> _TEXTABSCHNITT_:
------

Diese Vorgaben können natürlich auch genutzt werden, wenn Radfahrende auf Fahrbahnen im Mischverkehr geführt werden und die Straßenverkehrsbehörde davon überzeugt werden soll, eine Radverkehrsführung separat vom Kraftfahrzeugverkehr auf Radwegen oder gemeinsamen Fuß- und Radwegen umzusetzen.
Ein Schuss Statistik…
Die Verkehrsbelastung einer Straße kann über die Landesbaudirektion Bayern ermittelt werden, sodass darüber die vorgesehene Radverkehrsführung ermittelt werden kann. Die richtige Zählstelle kann man über die Straßenbezeichnung oder über eine interaktive Karte (im Themenbaum unter Verkehrsdaten alle Zählstellen einschalten und dann zoomen) ermitteln.
Zur Bewertung einer besonderen Gefahrenlage, die nach einem Urteil des Bundesverwaltungsgericht Voraussetzung für die Anordnung einer Benutzungspflicht ist, kann der Unfallatlas des Statistischen Bundesamtes herangezogen werden, in dem man nach Unfällen mit Radfahrenden filtern kann, um Unfallschwerpunkte zu identifizieren.

------

> _ARBEITSANWEISUNG A_: Gib bitte aus dem Text zur Radverkehrsführung den Teil wortgetreu wieder, der mit „Ein Schuss Statistik…“ beginnt und bis einschließlich „dann zoomen) ermitteln.“ reicht.
Der Text zur Radverkehrsführung und die Auflistung sind voneinander unabhängiges Material.

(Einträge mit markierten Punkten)
------

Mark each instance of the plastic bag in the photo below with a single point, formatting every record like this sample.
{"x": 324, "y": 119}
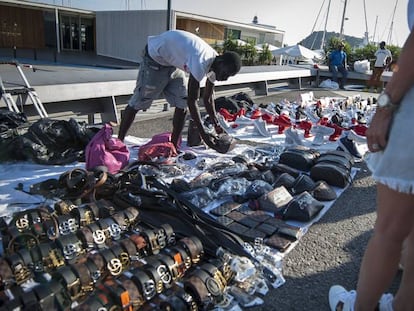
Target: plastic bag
{"x": 105, "y": 150}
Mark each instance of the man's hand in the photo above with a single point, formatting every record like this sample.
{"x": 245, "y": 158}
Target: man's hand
{"x": 222, "y": 143}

------

> _ARBEITSANWEISUNG B_: Nenne die Anzahl der Zeilen in der Auflistung, die die Zeichenfolge „hand“ enthalten, wobei Groß- und Kleinschreibung zählt. Gib nur die Zahl an.

> _MUSTERLÖSUNG A_:
Ein Schuss Statistik…
Die Verkehrsbelastung einer Straße kann über die Landesbaudirektion Bayern ermittelt werden, sodass darüber die vorgesehene Radverkehrsführung ermittelt werden kann. Die richtige Zählstelle kann man über die Straßenbezeichnung oder über eine interaktive Karte (im Themenbaum unter Verkehrsdaten alle Zählstellen einschalten und dann zoomen) ermitteln.

> _MUSTERLÖSUNG B_: 2